(Collection entries)
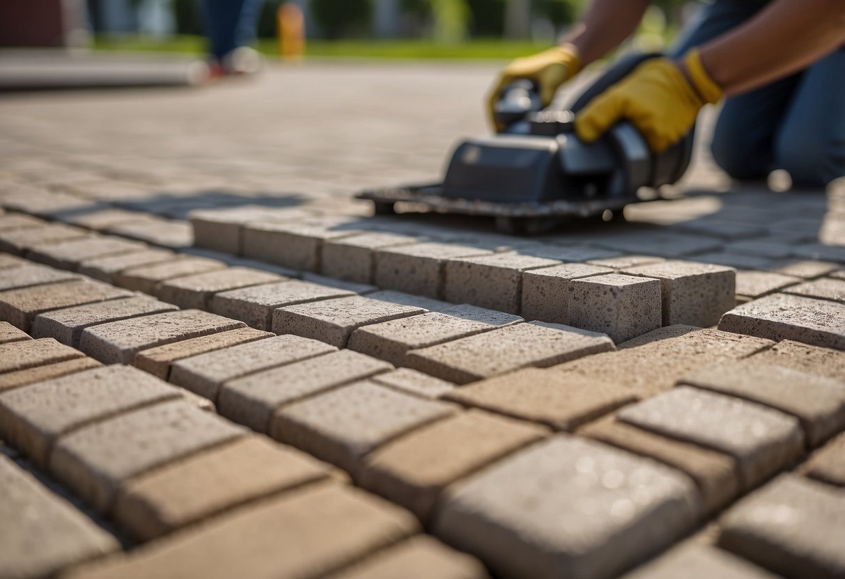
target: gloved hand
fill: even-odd
[[[502,89],[515,80],[527,78],[537,83],[543,106],[548,106],[554,98],[554,92],[581,70],[581,55],[570,44],[555,46],[539,54],[517,58],[501,72],[490,91],[487,100],[490,124],[497,130],[504,128],[496,125],[493,112],[501,95]]]
[[[665,150],[687,133],[706,103],[722,99],[722,89],[705,71],[697,50],[687,53],[684,68],[686,76],[668,58],[646,61],[578,113],[578,137],[592,143],[628,119],[652,153]]]

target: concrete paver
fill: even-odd
[[[559,435],[450,488],[434,531],[502,576],[602,579],[676,540],[699,509],[677,471]]]

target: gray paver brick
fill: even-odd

■ **Task details**
Lay out every line of the rows above as a Markdown table with two columns, No. and Line, numbering the lines in order. Skip blank lines, and leave the pictures out.

■ **The completed task**
| No. | Line |
|---|---|
| 1 | target: gloved hand |
| 2 | fill: even-odd |
| 3 | [[[502,89],[515,80],[527,78],[537,83],[543,106],[548,106],[554,98],[554,92],[581,70],[581,55],[570,44],[555,46],[539,54],[517,58],[501,72],[490,91],[487,100],[490,124],[497,130],[504,128],[496,125],[493,112],[501,95]]] |
| 4 | [[[665,150],[687,133],[706,103],[722,99],[722,89],[705,71],[697,50],[687,53],[684,68],[686,76],[668,58],[646,61],[578,113],[578,137],[592,143],[628,119],[652,153]]] |
| 5 | target: concrete paver |
| 6 | fill: even-odd |
| 7 | [[[559,435],[450,488],[434,531],[502,576],[602,579],[676,540],[699,509],[677,471]]] |
| 8 | target: gray paver brick |
| 9 | fill: even-odd |